▶ _WHAT YOU NEED TO DO_
Show all lines from the material that carry the word "water".

*-*-*

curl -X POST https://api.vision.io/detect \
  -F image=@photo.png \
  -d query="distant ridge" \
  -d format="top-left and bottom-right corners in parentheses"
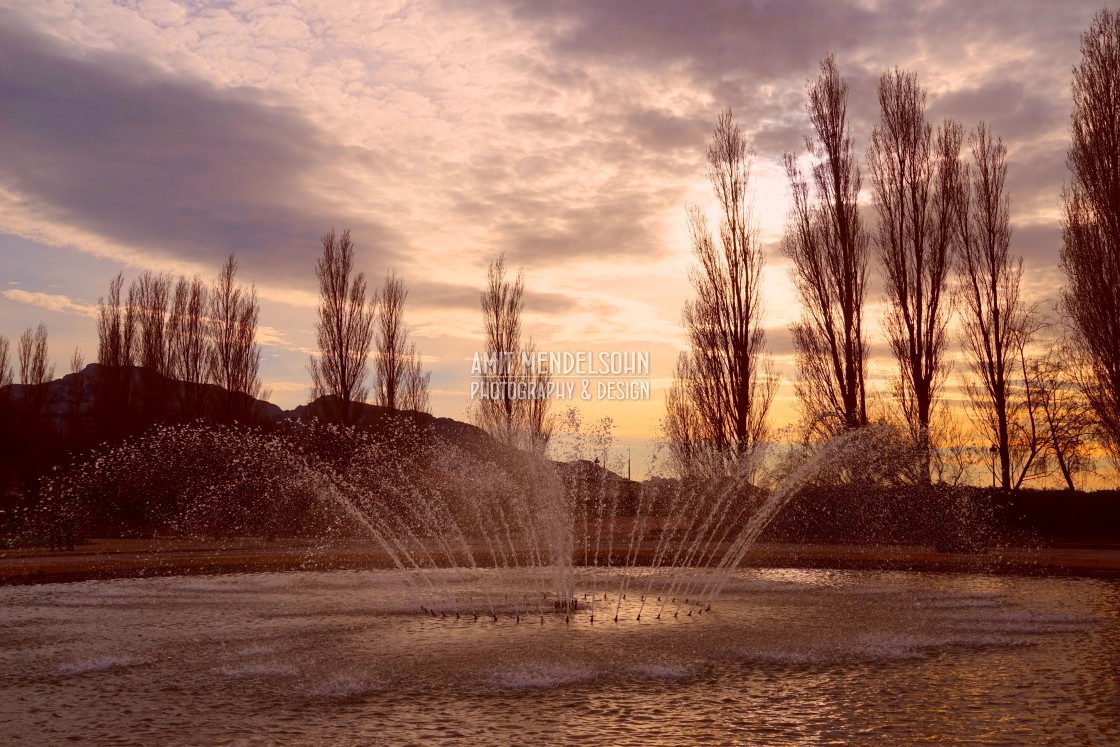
top-left (0, 363), bottom-right (587, 475)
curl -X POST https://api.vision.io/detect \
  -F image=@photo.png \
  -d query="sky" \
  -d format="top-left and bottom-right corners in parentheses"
top-left (0, 0), bottom-right (1105, 477)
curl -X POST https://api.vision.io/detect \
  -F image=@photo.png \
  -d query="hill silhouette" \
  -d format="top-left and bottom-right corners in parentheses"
top-left (0, 365), bottom-right (624, 529)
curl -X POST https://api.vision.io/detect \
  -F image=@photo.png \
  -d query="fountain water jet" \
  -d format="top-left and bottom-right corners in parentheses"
top-left (40, 418), bottom-right (920, 622)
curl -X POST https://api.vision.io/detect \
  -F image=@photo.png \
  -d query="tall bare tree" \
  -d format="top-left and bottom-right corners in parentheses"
top-left (1060, 8), bottom-right (1120, 459)
top-left (95, 273), bottom-right (136, 435)
top-left (374, 270), bottom-right (431, 412)
top-left (954, 124), bottom-right (1033, 490)
top-left (0, 335), bottom-right (12, 389)
top-left (97, 273), bottom-right (135, 370)
top-left (869, 70), bottom-right (959, 483)
top-left (66, 347), bottom-right (85, 437)
top-left (476, 254), bottom-right (523, 444)
top-left (209, 254), bottom-right (266, 421)
top-left (168, 275), bottom-right (209, 419)
top-left (374, 271), bottom-right (407, 410)
top-left (666, 109), bottom-right (776, 478)
top-left (1036, 341), bottom-right (1099, 489)
top-left (473, 254), bottom-right (552, 451)
top-left (18, 323), bottom-right (53, 388)
top-left (133, 271), bottom-right (172, 377)
top-left (664, 353), bottom-right (704, 477)
top-left (132, 271), bottom-right (173, 421)
top-left (0, 334), bottom-right (12, 433)
top-left (17, 322), bottom-right (54, 422)
top-left (402, 343), bottom-right (432, 414)
top-left (782, 55), bottom-right (870, 439)
top-left (522, 340), bottom-right (552, 453)
top-left (309, 229), bottom-right (376, 425)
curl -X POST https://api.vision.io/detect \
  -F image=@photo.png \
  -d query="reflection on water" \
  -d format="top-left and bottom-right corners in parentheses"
top-left (0, 568), bottom-right (1117, 745)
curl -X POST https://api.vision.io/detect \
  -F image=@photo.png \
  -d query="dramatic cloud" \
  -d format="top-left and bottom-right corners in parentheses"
top-left (0, 0), bottom-right (1108, 437)
top-left (0, 20), bottom-right (401, 286)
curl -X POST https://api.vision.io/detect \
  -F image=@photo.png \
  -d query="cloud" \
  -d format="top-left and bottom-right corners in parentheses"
top-left (408, 277), bottom-right (578, 314)
top-left (0, 0), bottom-right (1109, 438)
top-left (255, 324), bottom-right (293, 349)
top-left (0, 19), bottom-right (401, 287)
top-left (2, 289), bottom-right (99, 319)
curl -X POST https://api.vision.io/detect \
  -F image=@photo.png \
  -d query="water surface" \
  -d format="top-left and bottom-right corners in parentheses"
top-left (1, 568), bottom-right (1117, 745)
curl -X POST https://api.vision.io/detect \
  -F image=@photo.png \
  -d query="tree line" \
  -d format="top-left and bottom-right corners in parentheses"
top-left (306, 228), bottom-right (430, 425)
top-left (668, 10), bottom-right (1120, 491)
top-left (0, 232), bottom-right (439, 519)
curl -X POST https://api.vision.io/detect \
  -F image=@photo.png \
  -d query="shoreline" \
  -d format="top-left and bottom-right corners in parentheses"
top-left (2, 538), bottom-right (1119, 586)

*-*-*

▶ _THE COMPLETED TASK_
  -d query="fountain water jet" \
  -d query="reflection on water" \
  -d query="water surface" \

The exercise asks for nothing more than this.